▶ **Required tasks**
[1] In the passage about the writer's father, how many miles had he put on his new white Ford pick up?
[2] According to the passage about the writer's father, why did the writer hand both sisters their birthday gifts during their weekend visit?

** begin Selected excerpt **

He bought a brand new white Ford pick up on May 20th and enjoyed for a few days; he put 700 miles on it. (Is anyone out there looking for a good deal on a brand new Ford pick up?) It’s ironic that we never know what will be our last words spoken to or the last time we will see a loved one. I selfishly never wanted a last time with my dad, he was always my rock, the one I could count on to be there for me with honest and steadfast support. He was one of a kind and we will all miss him forever. But then his health began to deteriorate rapidly. His
last ten days were increasingly horrible. We can rest assured that he is
no longer suffering. Our tears have been for ourselves. He touched many lives, though he never really recovered from Mom’s passing four years ago. The only thing I’ve written this summer was Dad’s obituary. If interested you can read it at www.rvburnsfuneralhome.com. (Dad’s name is Robert Leroy Himes.)
My two sisters came for a weekend two weeks ago. It had been too long since we had spent real time together. The last few years most of our interactions have been focused on our parents. Though, to be honest, we spent a few hours planning the Memorial Service. I gave them both their birthday gifts since their birthdays are in July. They were appreciatively gracious, then looked at each other and nodded. They both requested I write their obituaries for next year, leaving a blank space for the date of death. To me that was the supreme compliment.

** end Selected excerpt **
** begin Supplied records **

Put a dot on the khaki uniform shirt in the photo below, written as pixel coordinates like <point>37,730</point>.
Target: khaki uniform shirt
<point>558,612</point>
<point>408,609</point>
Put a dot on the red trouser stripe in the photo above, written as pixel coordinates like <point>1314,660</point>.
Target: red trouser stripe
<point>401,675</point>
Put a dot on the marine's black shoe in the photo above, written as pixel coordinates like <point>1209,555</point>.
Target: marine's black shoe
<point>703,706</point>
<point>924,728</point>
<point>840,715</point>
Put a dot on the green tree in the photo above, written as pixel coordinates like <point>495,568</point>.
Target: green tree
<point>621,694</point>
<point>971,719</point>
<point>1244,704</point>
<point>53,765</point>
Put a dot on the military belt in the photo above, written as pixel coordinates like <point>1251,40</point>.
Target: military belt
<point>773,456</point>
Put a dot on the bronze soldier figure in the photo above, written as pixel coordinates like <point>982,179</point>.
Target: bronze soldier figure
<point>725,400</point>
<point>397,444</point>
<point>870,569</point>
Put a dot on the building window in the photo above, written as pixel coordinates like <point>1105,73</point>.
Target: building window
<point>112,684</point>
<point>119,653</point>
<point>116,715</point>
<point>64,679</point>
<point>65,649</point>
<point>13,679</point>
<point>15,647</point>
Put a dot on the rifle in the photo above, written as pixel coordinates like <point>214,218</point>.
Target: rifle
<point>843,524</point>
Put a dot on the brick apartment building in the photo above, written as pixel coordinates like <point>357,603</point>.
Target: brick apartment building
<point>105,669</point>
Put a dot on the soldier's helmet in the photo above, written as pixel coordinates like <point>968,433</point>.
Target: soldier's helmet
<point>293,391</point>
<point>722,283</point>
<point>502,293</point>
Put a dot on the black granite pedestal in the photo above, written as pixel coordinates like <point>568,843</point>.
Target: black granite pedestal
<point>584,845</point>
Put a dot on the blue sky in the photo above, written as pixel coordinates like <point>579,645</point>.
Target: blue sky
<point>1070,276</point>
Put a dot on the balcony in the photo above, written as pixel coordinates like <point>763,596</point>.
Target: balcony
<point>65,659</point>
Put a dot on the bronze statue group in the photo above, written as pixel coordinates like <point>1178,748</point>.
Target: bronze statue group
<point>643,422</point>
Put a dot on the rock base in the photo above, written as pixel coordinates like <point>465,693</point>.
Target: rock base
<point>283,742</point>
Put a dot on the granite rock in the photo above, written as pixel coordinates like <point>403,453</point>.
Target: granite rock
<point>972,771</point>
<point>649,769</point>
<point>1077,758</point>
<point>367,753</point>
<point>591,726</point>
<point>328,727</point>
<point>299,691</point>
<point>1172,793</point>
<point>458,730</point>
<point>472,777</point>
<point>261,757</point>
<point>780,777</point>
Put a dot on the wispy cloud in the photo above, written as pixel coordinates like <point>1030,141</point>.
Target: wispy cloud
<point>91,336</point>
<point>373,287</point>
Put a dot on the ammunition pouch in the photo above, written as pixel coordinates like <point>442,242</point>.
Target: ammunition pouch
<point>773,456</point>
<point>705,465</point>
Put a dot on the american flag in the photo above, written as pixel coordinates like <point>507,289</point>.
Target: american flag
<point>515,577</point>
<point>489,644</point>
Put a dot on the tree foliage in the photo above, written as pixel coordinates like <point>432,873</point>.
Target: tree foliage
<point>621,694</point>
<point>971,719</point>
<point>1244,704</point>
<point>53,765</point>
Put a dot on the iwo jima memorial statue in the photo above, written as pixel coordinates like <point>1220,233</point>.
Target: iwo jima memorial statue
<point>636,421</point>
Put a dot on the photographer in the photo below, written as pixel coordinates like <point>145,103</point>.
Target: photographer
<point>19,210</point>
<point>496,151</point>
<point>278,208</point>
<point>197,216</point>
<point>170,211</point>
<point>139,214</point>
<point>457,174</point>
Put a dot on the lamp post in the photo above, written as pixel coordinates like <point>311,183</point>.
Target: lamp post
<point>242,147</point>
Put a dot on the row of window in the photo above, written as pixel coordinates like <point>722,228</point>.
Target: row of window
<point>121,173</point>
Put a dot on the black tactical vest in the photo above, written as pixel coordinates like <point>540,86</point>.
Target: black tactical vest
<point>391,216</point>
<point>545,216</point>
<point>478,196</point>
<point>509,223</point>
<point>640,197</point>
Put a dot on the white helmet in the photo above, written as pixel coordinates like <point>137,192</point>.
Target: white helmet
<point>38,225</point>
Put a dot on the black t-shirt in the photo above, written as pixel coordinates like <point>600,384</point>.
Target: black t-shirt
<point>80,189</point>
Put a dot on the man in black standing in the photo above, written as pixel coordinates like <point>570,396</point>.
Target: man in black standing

** end Supplied records **

▶ **Solutions below**
[1] He had put 700 miles on it.

[2] The writer gave the sisters their gifts then because both of their birthdays are in July.